What needs to be done: Reproduce the stretch from the start of the records below through the line that contains "[27, 209, 256, 380]", both ends included, keeping the requests unchanged and scaling every bounding box coordinate in the answers by 1.35, rounded to whole numbers with halves rounded up. Give only those lines, and leave the pictures out.

Stored data:
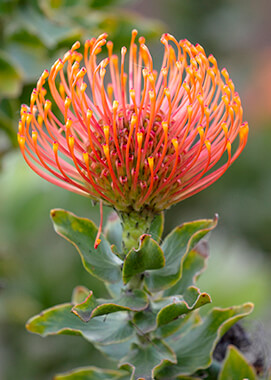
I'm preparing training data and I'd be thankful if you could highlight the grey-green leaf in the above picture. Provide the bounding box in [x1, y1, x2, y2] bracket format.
[155, 303, 253, 380]
[218, 346, 257, 380]
[51, 209, 122, 283]
[145, 217, 217, 292]
[122, 235, 165, 284]
[26, 303, 134, 344]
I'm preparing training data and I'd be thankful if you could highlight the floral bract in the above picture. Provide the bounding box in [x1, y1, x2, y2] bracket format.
[18, 30, 248, 214]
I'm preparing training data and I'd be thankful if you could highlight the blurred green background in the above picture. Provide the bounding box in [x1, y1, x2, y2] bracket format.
[0, 0, 271, 380]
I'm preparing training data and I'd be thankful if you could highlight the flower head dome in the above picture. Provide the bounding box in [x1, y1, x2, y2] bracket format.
[18, 30, 248, 214]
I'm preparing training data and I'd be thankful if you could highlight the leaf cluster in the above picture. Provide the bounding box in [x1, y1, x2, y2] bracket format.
[27, 209, 256, 380]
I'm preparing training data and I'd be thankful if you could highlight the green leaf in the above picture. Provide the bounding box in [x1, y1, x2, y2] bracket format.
[164, 240, 209, 296]
[51, 209, 122, 283]
[157, 287, 211, 327]
[72, 289, 149, 322]
[26, 303, 133, 344]
[145, 217, 217, 292]
[149, 212, 165, 243]
[122, 235, 165, 284]
[218, 346, 257, 380]
[54, 367, 130, 380]
[155, 303, 253, 380]
[104, 211, 122, 253]
[120, 339, 176, 380]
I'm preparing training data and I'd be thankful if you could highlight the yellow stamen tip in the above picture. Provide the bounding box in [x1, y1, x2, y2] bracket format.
[71, 41, 80, 51]
[148, 157, 153, 170]
[53, 142, 58, 153]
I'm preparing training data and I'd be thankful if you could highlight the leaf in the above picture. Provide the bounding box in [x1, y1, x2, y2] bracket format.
[51, 209, 122, 283]
[54, 366, 130, 380]
[120, 339, 176, 380]
[145, 217, 217, 292]
[156, 287, 211, 327]
[149, 212, 165, 243]
[122, 235, 165, 284]
[218, 345, 257, 380]
[26, 303, 133, 344]
[104, 211, 122, 252]
[155, 303, 253, 380]
[164, 240, 209, 296]
[72, 289, 149, 322]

Result for this task:
I'm preparing training data and I'd be thankful if you could highlight the grey-green leaf in the above picture. Provide the bounding box in [x1, y1, x2, y2] bracket format.
[209, 409, 342, 513]
[294, 467, 347, 513]
[69, 282, 165, 382]
[196, 293, 293, 394]
[165, 317, 223, 383]
[35, 409, 181, 464]
I'm preparing training data and I'd be thankful if you could highlight the floral bract in the above picture. Provide the bounding box in [x1, y1, x2, y2] bracket format.
[24, 41, 335, 289]
I'm preparing training data and I'd be thankful if you could highlight the blurred green background in the above picture. Provide the bounding box in [x1, y1, x2, y2] bracket format.
[0, 0, 366, 513]
I'm preparing training data and I'd be thankful if you could highlight the flower head dome in the above picture. Provide the bounding box in [x1, y1, x2, y2] bracket format.
[24, 41, 335, 289]
I'm preparing training data and I'd be thankful if you could highlight the leaf cluster in the above picture. Provide the bounding box in [x1, y1, x2, y2] bracket format.
[36, 282, 346, 513]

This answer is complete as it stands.